EXERCISE BRIEF: Find the word "wooden" in the data. Return every line where it appears.

PROVIDED RECORDS:
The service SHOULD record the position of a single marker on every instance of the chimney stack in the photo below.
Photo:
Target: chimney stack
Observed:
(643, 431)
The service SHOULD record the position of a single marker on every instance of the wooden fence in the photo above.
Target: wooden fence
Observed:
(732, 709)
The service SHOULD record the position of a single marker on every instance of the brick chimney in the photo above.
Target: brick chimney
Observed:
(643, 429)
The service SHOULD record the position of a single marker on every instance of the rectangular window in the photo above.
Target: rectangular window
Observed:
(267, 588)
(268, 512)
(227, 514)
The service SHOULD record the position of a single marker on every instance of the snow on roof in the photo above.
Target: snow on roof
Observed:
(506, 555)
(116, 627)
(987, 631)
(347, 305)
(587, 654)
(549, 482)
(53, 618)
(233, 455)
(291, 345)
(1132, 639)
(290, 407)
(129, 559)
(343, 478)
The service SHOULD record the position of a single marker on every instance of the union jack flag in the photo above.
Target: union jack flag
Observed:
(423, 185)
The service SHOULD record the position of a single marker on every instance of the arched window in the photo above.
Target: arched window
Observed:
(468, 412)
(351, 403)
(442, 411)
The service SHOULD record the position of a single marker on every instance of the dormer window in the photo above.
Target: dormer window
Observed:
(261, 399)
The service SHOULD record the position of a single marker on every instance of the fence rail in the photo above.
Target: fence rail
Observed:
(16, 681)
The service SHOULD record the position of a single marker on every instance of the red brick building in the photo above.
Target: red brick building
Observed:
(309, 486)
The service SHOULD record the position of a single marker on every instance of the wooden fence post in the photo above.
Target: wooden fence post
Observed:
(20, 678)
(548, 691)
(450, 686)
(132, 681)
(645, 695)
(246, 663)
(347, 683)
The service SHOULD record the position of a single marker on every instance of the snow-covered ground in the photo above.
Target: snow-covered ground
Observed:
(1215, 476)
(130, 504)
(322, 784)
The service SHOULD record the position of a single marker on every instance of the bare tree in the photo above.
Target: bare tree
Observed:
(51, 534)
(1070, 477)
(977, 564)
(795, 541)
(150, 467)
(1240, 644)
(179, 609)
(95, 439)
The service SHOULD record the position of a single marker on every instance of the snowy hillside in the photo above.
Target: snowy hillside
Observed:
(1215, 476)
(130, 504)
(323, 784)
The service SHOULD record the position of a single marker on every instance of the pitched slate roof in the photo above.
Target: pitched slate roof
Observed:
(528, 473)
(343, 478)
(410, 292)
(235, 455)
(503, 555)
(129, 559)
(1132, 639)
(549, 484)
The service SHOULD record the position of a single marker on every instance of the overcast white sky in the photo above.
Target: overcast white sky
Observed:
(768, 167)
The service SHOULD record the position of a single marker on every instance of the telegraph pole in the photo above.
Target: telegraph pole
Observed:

ANSWER TO THIS TASK:
The service SHOULD record the position of a single marker on every instance of the wooden fence in the photo above.
Target: wooden fence
The service SHOULD record the position of a single marker on every instance of the wooden fence post in the photo above.
Target: wooden fence post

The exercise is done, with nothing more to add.